PAGINA:
/---

«Il punto è che se non si mette un’ancora, non si dà un timone, non si traccia una linea di navigazione, finisce che tutto è uguale a tutto. Che poi è la mia grande paura». Intervista a Enrico Mentana, dopo il boom del caso “webete”

Ci risponde subito. Niente fila e niente attesa per parlare con il direttore del Tg de La7. È diretto Enrico Mentana. Quasi ruvido, parla veloce ma è un fiume. Puntuale. Ci racconta che mai avrebbe immaginato una tale risonanza ad una semplice reazione. La sua, di fronte all’ennesimo “cretino” che blaterava sotto un suo post. Che non era sua intenzione coniare alcun neologismo ma che l’unica paura che ha è che «tutto diventi uguale a tutto».
Ci scusi direttore, chi è un webete? Ci traccia un suo profilo?
Webete è semplicemente una cosa che ho detto a una persona, nel mezzo di uno scambio. Aveva commentato un mio post mettendo in dubbio l’esistenza di questa signora che era scampata al terremoto di Amatrice, di cui io avevo ripreso una testimonianza. Poi tutto si è ingrossato, come accade in questo Paese. Ed invece è solo questo: rispondendo per le rime nel mezzo di una lite, certo con durezza, gli ho scritto “lei è un webete”. Da lì in poi, da due minuti dopo, per me la parola webete non esisteva più, io non faccio il trade marketer, volevo solo dire a quel signore quello che pensavo di quello che mi aveva scritto. Tra l’altro le ha cancellate subito. Poi le cose, come al solito, prendono le dimensioni che prendono…
Time ha fatto una copertina sui troll e sul linguaggio del web, spesso anche violento…
La violenza è una cosa, in questo caso il webete lo definirei piuttosto un analfabeta funzionale. È gente che, per spirito di contraddizione puro, senza documentarsi, prescindendo dai fatti, va ad ingaggiare duelli, confronti o conflitti di parole e di frasi sul web. Questa è la questione e il punto da affrontare. Se non si mette un’ancora, non si dà un timone, non si traccia una linea di navigazione, finisce che tutto è uguale a tutto. Che poi è la mia grande paura. In un mondo che non è più governato dalla memoria diretta, dalla lettura diretta o dalla conoscenza diretta, e dove tutto è affidato al libero confronto e ai motori di ricerca, la verità fattuale e quella controfattuale pesano uguale.

\---

PROBLEMA POSTO A: Nell'intervista a Mentana, quali azioni mancate portano, secondo lui, a far sì che tutto sia uguale a tutto? Elencale tutte.
PROBLEMA POSTO B: Ricopia il passo dell'intervista a Mentana che si apre con le parole contenenti "Ci risponde subito." e si chiude con "un suo profilo?".
Per svolgere il lavoro i record non servono.

RECORD FORNITI:
/---

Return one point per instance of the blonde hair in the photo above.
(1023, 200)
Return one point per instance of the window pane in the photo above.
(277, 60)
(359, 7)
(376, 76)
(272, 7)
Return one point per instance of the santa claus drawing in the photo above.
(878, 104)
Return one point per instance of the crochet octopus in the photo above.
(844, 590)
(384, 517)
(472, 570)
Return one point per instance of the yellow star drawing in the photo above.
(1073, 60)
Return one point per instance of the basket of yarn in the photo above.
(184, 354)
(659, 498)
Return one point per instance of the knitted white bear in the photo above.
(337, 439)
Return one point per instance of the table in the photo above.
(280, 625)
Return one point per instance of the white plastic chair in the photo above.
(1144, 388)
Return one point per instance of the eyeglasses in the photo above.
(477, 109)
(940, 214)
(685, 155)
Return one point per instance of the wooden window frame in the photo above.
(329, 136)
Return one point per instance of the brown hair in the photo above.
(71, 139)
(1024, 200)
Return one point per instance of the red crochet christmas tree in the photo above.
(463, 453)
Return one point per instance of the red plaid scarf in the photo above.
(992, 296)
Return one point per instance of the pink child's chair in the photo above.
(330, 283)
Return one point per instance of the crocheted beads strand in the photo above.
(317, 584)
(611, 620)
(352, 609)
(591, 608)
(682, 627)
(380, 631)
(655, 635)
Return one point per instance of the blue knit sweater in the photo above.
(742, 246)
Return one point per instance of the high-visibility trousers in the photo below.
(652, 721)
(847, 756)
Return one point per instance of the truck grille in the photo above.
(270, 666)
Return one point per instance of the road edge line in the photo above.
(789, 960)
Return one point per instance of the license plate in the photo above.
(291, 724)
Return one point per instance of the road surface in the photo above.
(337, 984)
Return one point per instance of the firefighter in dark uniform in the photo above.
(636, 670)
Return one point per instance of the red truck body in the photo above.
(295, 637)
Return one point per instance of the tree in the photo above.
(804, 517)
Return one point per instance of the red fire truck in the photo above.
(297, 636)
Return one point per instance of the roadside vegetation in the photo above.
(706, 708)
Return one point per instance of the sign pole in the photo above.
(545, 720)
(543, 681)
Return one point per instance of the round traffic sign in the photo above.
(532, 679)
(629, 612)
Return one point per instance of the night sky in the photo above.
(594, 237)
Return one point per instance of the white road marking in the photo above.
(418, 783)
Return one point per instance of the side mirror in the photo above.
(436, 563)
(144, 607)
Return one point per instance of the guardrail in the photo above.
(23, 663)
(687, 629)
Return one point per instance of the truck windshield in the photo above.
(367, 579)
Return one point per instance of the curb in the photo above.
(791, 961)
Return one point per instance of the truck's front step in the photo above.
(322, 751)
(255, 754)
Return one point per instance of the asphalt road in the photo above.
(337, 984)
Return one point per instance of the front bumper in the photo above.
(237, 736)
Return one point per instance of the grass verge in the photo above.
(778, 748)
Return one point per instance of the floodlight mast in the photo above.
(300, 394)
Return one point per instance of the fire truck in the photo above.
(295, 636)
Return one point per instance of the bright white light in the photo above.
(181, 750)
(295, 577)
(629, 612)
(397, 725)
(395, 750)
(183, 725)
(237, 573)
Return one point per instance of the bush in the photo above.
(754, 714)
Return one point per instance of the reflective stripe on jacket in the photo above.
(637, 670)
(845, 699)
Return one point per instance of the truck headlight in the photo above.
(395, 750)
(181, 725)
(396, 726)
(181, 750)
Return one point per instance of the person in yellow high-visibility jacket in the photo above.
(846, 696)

\---

RISPOSTA FINALE A:
- Mettere un'ancora
- Dare un timone
- Tracciare una linea di navigazione

RISPOSTA FINALE B:
Ci risponde subito. Niente fila e niente attesa per parlare con il direttore del Tg de La7. È diretto Enrico Mentana. Quasi ruvido, parla veloce ma è un fiume. Puntuale. Ci racconta che mai avrebbe immaginato una tale risonanza ad una semplice reazione. La sua, di fronte all’ennesimo “cretino” che blaterava sotto un suo post. Che non era sua intenzione coniare alcun neologismo ma che l’unica paura che ha è che «tutto diventi uguale a tutto».
Ci scusi direttore, chi è un webete? Ci traccia un suo profilo?